◆ OBJECTIVE
Extract the listing below in full, unchanged.

◆ INPUT ROWS
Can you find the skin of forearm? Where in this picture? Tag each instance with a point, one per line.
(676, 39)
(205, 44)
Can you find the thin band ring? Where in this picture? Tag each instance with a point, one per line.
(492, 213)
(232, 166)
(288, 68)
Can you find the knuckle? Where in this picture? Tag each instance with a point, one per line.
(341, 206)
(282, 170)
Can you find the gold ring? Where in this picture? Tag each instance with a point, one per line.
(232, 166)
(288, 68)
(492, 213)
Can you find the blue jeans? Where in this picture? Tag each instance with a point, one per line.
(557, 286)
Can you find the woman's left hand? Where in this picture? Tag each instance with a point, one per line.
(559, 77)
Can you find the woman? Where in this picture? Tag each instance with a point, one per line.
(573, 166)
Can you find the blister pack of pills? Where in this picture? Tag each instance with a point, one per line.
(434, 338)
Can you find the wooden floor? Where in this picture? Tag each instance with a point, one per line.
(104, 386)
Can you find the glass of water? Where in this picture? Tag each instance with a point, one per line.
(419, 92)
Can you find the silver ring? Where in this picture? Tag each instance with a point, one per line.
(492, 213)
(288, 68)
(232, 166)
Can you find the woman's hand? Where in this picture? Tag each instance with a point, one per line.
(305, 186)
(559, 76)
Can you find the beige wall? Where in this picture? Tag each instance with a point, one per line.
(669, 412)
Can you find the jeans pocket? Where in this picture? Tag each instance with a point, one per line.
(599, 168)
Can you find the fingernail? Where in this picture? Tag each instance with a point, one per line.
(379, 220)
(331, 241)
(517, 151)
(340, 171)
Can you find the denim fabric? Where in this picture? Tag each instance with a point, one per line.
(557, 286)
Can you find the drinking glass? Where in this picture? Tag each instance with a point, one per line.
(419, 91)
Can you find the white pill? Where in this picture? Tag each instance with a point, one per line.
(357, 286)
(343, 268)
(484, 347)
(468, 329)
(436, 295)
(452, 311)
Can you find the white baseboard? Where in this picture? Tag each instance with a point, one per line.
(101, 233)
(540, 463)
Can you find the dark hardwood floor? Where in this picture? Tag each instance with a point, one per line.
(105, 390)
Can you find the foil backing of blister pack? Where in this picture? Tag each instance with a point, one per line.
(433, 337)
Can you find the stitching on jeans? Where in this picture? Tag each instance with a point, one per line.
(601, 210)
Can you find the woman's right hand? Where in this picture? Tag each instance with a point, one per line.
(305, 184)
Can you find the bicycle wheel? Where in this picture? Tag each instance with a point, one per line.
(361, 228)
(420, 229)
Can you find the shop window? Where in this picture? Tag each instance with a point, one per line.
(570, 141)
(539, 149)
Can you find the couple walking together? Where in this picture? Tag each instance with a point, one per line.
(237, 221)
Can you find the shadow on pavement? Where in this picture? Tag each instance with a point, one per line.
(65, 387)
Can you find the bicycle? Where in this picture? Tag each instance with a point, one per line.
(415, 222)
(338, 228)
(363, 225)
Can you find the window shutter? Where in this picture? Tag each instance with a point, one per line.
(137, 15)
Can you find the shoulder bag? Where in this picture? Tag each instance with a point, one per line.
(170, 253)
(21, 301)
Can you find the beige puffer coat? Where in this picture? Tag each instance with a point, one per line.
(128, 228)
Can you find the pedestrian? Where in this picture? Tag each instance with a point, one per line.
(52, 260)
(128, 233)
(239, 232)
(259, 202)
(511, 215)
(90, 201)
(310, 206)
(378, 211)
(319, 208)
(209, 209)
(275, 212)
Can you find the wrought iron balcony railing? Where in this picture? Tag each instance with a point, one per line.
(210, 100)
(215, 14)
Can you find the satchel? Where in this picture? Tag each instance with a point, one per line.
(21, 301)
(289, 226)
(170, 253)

◆ FULL RESPONSE
Can you find the skin of forearm? Where in this picture? Tag each instance with a point, one per line.
(676, 39)
(205, 44)
Can you find the thin band ring? Where in this picture? Tag each instance with a point, one per line.
(492, 213)
(232, 166)
(288, 68)
Can you find the knuckle? Where in this picture? Tag each instance with a point, one per line.
(341, 206)
(282, 170)
Can you find the gold ring? Where in this picture? Tag each instance with a point, one per line.
(232, 166)
(288, 68)
(492, 213)
Can you find the blue jeans? Where in this picture? Tag each instance with a point, one per line.
(557, 286)
Can you find the woman's left hand? Where in this picture? Tag each instance with a point, one per line.
(559, 77)
Can you find the woman? Where in this picture? Tag each instance with a point, one per line.
(573, 166)
Can you find the blister pack of pills? Where in this picture? Tag each instance with a point, one per line.
(434, 338)
Can you find the wooden floor? Where in this picture? Tag each instance with a point, one per line.
(104, 386)
Can you find the glass of water? Where in this picture? Tag each instance with a point, one per line.
(419, 92)
Can you find the silver ring? Where in this picture? Tag each instance with a point, one per line.
(492, 213)
(288, 68)
(232, 166)
Can you find the woman's hand? Where in this picture? Tag each instance with a point, one per line.
(305, 186)
(559, 76)
Can you find the beige wall? Where in this picture? Tag each instance with a point, one per line.
(669, 412)
Can you find the jeans pocket? Where in this picture? Tag each instance with a point, one per line.
(599, 168)
Can you find the fingernail? Where in this picture? Tag each instance with a point, one per line.
(379, 220)
(331, 241)
(517, 151)
(340, 171)
Can you find the denim fabric? Where in this picture? Tag each instance with a point, one per line.
(557, 286)
Can you find the drinking glass? Where in this picture? Tag each instance with a point, one per line.
(419, 91)
Can you find the white pill? Where in this picture? Tag each instance with a point, one per line.
(357, 286)
(343, 268)
(484, 347)
(468, 329)
(436, 295)
(452, 311)
Can you find the white baseboard? Where in this picture? Tag each instance with a point, one per line.
(101, 233)
(540, 463)
Can you find the dark hardwood floor? Where in this picture? Tag each instance with a point, one per line.
(105, 390)
Can you find the foil backing of blister pack? Where in this picture? Tag each instance with a point, one per line.
(433, 337)
Can you find the stitching on jeans? Where in this picture? Tag each instance with a point, one per line.
(601, 210)
Can you find the woman's right hand? Where in this picture? Tag each instance with a point, one per line.
(305, 184)
Can you find the bicycle wheel? Where in this picture? Tag each instance with a point, one per line.
(361, 228)
(420, 229)
Can you find the shop window? Where in this picture? Tag each instance with a point, one per line.
(570, 141)
(539, 149)
Can you find the couple walking together? Where in this picture? Tag each instance with a point, one per line.
(237, 221)
Can you find the shadow on pavement? Where in this picture? Tag each instance with a point, one per line.
(65, 387)
Can you find the bicycle? Where in this picture? Tag each instance with a point, one per line.
(415, 222)
(338, 228)
(363, 225)
Can you find the window shutter? Where in this picture? Tag each instance with a point, one per line.
(137, 15)
Can you find the shoulder bag? Where in this picture? Tag each instance with a point, one per line.
(170, 253)
(21, 301)
Can you find the beige puffer coat? Where in this picture? Tag each instance with a point, one per line.
(128, 228)
Can you find the pedestrian? Where in this picture? Tag each instance with a point, one per line.
(52, 260)
(128, 233)
(239, 232)
(259, 202)
(511, 215)
(90, 201)
(310, 206)
(378, 211)
(319, 208)
(209, 209)
(275, 212)
Can you find the wrought iron balcony railing? Where in this picture? Tag each instance with a point, one per line.
(210, 100)
(215, 14)
Can you find the satchel? Where in this picture? Tag each instance with a point, one per line.
(21, 301)
(289, 226)
(170, 253)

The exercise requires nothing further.